§ **JOB**
Set down each of the rows below word for word, with no changes.
* BEGIN *
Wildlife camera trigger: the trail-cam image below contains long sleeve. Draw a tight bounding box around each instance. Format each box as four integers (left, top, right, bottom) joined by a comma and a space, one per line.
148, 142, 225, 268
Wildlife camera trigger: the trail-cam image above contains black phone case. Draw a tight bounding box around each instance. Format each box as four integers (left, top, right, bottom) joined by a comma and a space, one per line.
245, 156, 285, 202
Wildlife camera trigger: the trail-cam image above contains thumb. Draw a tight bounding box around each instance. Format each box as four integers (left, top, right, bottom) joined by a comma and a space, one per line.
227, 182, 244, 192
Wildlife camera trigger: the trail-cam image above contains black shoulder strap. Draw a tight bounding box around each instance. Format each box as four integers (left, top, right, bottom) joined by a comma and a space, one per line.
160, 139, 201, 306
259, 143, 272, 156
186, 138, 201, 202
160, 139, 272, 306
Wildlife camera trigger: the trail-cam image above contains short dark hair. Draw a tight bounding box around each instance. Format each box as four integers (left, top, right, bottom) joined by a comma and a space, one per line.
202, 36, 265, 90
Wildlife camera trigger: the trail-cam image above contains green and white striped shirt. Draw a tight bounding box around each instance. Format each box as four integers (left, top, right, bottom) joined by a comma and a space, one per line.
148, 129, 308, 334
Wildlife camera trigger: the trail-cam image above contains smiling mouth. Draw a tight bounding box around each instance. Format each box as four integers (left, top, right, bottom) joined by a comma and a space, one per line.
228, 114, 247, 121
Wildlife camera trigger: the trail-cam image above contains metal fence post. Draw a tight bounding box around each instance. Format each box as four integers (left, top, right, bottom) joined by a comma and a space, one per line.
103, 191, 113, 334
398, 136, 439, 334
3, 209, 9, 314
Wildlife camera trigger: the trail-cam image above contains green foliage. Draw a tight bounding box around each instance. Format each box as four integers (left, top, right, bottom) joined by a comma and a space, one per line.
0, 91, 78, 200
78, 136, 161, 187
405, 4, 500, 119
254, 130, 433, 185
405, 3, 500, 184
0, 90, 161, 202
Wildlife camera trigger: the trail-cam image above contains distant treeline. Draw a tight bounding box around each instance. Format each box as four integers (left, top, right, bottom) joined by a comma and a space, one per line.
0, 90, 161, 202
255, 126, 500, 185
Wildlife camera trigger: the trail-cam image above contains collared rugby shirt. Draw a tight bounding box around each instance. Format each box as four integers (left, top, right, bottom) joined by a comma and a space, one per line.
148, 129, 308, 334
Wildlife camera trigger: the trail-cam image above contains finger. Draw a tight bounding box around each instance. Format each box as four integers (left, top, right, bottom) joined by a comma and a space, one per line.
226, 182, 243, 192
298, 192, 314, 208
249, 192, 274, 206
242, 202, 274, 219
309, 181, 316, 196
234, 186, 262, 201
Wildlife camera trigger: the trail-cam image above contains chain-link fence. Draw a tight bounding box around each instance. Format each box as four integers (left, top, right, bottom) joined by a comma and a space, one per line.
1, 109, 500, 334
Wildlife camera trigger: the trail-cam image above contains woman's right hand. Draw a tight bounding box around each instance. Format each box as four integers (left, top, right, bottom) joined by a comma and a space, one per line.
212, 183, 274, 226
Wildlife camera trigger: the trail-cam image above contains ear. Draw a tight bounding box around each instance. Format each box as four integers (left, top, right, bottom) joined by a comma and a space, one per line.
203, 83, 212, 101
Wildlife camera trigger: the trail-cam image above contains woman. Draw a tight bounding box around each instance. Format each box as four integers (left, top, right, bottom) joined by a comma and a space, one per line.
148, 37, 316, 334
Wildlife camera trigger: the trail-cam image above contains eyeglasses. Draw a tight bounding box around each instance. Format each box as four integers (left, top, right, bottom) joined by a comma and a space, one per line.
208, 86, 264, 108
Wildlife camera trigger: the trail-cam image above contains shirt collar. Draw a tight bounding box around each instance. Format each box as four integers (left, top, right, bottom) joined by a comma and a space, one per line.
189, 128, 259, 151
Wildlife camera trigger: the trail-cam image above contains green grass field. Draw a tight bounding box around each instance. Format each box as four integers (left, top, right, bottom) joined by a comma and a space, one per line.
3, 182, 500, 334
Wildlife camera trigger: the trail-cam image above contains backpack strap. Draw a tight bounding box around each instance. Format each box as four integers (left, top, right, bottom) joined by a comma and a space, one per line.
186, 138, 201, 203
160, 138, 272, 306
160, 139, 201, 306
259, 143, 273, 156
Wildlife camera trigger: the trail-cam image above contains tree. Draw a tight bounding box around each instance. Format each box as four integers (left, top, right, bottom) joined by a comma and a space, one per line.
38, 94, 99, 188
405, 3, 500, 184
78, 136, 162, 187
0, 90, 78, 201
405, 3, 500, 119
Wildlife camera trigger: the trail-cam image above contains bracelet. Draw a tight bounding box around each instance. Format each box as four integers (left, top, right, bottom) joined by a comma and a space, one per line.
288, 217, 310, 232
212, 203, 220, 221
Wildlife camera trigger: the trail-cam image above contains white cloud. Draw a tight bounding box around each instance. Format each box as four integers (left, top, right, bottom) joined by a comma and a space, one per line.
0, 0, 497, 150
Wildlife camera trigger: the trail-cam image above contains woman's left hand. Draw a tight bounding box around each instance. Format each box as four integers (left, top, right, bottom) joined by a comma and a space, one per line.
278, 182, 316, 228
* END *
§ **TASK RESULT**
Wildlife camera trigger: the trail-cam image below contains long sleeve. Draw a tight bounding box around each instance. Format each box as four integers (left, top, right, bottom) joined by a comma and a space, one per line.
148, 142, 225, 268
Wildlife camera trigger: the trail-cam image above contains black phone case. Draw a tight bounding box around each instance. Format each box as four integers (left, top, right, bottom) joined by a comma and a space, one per line.
245, 156, 285, 202
Wildlife camera trigger: the trail-cam image above contains thumb. Draw a tight bounding box around each instance. Format each box as four integers (left, top, right, bottom) joined by a comma and a space, one per line.
227, 182, 244, 192
Wildlife camera trigger: the trail-cam image above contains black shoulder strap. Draw a tight bounding box around each instance. Format each box as four integers (left, top, right, bottom) joined by a comma and a space, one per line.
160, 139, 201, 306
259, 143, 272, 156
186, 138, 201, 202
160, 139, 272, 306
Wildlife camera trigger: the trail-cam image above contains short dark hair. Draw a tight bounding box around each instance. Format each box as four integers (left, top, right, bottom) joined by a comma and a space, one per line.
202, 36, 265, 90
Wildlife camera trigger: the trail-cam image above contains green and white striped shirt. Draw a tight bounding box around each instance. Format each box as four integers (left, top, right, bottom) joined by a comma and a space, one per line.
148, 129, 308, 334
Wildlife camera trigger: the trail-cam image above contains smiling mouth. Draw a tight bounding box around each instance. Format each box as four integers (left, top, right, bottom) joined by a comma and a space, one per line.
228, 114, 247, 121
Wildlife camera trigger: the trail-cam image above contains metal fence post. Draw a tight bounding box around each instance. Format each box as four integers (left, top, right, bottom) joined by a comma and a space, one per line.
103, 191, 113, 334
398, 136, 439, 334
3, 209, 9, 314
Wildlife camera trigger: the trail-cam image above contains green foliage. Draw a tight bounding box around each instance. Format each box as four integers (left, top, right, bottom) joined by a comma and a space, one per line.
0, 91, 78, 200
78, 136, 161, 187
405, 4, 500, 119
254, 130, 433, 185
405, 3, 500, 184
0, 90, 161, 202
Wildlife camera trigger: the trail-cam image above contains distant treeline. Draw a tight bounding box around each instance. Format each box as four integers (left, top, right, bottom) joined by a comma and a space, one per line.
0, 90, 161, 202
255, 126, 500, 185
Wildlife camera trigger: the trail-cam image above contains collared rugby shirt. Draw a tight bounding box around each instance. Format each box as four integers (left, top, right, bottom) joined by a comma and a space, one per line.
148, 129, 308, 334
Wildlife camera trigger: the trail-cam image above contains finger. Draw a tight bounding box around each instance. Format each box as four integers (left, top, right, bottom) joined by a comma and a space, one per line.
226, 182, 243, 192
298, 192, 314, 208
249, 192, 274, 206
242, 202, 274, 219
309, 181, 316, 196
234, 186, 262, 201
Wildlife camera trigger: the trail-cam image above contains chain-link fence. Draw a tight bounding box around each instance. Format each box as four integers (left, top, right, bottom) joined by a comma and a space, one per line.
1, 109, 500, 334
Wildlife camera trigger: the trail-cam image above contains woman's right hand. Draw a tight bounding box around each instance. Format each box as four integers (left, top, right, bottom) joined by a comma and a space, one per line.
212, 183, 274, 226
Wildlife camera trigger: the trail-cam image above contains ear. Draw a tight bounding box around each instance. Format each box as four integers (left, top, right, bottom) joined by a comma and a space, one per line.
203, 83, 212, 101
Wildlife camera trigger: the trail-cam image above contains woman. Draw a tight bounding box around each instance. Format each box as four integers (left, top, right, bottom) joined by a comma and a space, one per line.
148, 37, 316, 334
Wildlife camera trigger: the trail-cam image above contains eyeglasses. Draw a tight bounding box around each instance. Format each box as four integers (left, top, right, bottom) joined by a comma and a space, one per line.
208, 86, 264, 108
Wildlife camera trigger: the trail-cam image above contains shirt collar. Draw a tight bounding box around each instance. Format each box as four integers (left, top, right, bottom) joined by a comma and a space, one per line.
189, 128, 259, 151
Wildlife camera trigger: the trail-cam image above contains green grass field. Draw a tight bounding box around each instance. Format each box as four integers (left, top, right, bottom) joined by a comma and a space, one per line.
3, 182, 500, 334
Wildlife camera trigger: the trail-cam image above contains backpack strap. Draw a tight bounding box around each instance. Format each box as four integers (left, top, right, bottom) joined by a comma and a space, one per line.
186, 138, 201, 203
160, 138, 272, 306
160, 139, 201, 306
259, 143, 273, 156
Wildlife camera trigger: the trail-cam image above contains tree. Draw a tight bounding box around each instance. Format each box as four integers (left, top, right, bottom) joined by a comma and a space, one per line.
38, 94, 99, 188
405, 3, 500, 184
78, 136, 162, 187
0, 90, 78, 201
405, 3, 500, 119
Wildlife camera trigger: the trail-cam image above contains bracelet. Draw a tight bounding box around each instance. Format each box as four integers (left, top, right, bottom) joined by a comma and a space, one per line.
288, 217, 310, 232
212, 203, 220, 221
Wildlife camera trigger: the trail-cam image above contains white cloud. Draw a tight bounding box around each instance. Format each box as four integers (left, top, right, bottom) joined by a comma and a space, one per line.
0, 0, 497, 150
Wildlife camera trigger: the trail-cam image above contains woman's left hand. Draw a tight bounding box around each instance. Format each box as four integers (left, top, right, bottom) joined by a comma and a space, one per line.
278, 182, 316, 228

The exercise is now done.